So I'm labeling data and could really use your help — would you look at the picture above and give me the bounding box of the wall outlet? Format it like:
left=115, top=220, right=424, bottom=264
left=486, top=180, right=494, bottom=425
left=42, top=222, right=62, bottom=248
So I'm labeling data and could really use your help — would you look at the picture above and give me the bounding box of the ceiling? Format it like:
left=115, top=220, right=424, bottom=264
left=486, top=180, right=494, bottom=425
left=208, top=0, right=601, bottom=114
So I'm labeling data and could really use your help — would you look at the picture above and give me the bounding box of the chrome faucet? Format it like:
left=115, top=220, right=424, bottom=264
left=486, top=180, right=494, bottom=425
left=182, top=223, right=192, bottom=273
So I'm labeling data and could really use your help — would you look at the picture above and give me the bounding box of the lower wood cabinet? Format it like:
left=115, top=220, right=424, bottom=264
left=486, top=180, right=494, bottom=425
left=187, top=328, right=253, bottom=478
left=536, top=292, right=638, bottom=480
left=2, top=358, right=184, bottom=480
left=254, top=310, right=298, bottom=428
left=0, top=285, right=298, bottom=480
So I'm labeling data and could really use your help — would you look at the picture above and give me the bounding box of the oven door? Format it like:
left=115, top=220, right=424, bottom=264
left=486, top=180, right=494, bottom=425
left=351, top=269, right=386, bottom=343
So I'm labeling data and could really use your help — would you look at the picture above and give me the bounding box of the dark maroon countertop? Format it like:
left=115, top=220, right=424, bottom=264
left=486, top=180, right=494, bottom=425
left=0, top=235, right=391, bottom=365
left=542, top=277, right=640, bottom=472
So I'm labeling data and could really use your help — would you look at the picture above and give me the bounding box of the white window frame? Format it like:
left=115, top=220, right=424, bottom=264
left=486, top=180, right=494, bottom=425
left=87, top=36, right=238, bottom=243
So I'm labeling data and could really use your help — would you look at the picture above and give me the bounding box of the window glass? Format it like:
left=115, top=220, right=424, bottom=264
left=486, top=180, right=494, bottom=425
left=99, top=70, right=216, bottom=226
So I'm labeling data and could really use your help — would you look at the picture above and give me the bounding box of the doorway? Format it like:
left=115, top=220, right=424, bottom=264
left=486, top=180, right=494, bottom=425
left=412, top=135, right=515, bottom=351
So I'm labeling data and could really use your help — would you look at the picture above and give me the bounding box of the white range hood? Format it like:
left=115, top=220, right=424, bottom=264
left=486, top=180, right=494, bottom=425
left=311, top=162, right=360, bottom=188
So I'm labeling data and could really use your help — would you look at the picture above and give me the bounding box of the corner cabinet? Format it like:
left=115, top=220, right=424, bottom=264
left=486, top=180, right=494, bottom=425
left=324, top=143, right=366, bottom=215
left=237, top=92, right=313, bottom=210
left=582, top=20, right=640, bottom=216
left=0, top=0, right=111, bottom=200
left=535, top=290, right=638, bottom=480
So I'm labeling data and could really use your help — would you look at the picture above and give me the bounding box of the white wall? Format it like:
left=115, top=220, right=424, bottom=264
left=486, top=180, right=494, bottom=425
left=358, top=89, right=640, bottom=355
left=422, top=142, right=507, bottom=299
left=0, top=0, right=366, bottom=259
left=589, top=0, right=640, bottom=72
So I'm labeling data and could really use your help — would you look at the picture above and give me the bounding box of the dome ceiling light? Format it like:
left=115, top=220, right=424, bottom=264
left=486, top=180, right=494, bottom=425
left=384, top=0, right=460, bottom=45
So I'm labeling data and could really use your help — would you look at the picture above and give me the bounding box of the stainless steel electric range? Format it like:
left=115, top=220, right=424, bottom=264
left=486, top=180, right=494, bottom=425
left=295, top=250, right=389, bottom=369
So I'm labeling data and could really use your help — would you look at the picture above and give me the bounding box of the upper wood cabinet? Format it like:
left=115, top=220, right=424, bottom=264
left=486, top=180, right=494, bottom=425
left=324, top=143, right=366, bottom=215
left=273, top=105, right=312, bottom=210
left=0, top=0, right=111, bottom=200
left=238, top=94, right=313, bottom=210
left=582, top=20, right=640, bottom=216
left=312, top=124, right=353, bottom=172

########

**TO BE DONE**
State how many lines of the data above contain the string "window". Reply with the number alone.

**FINAL RESULT**
2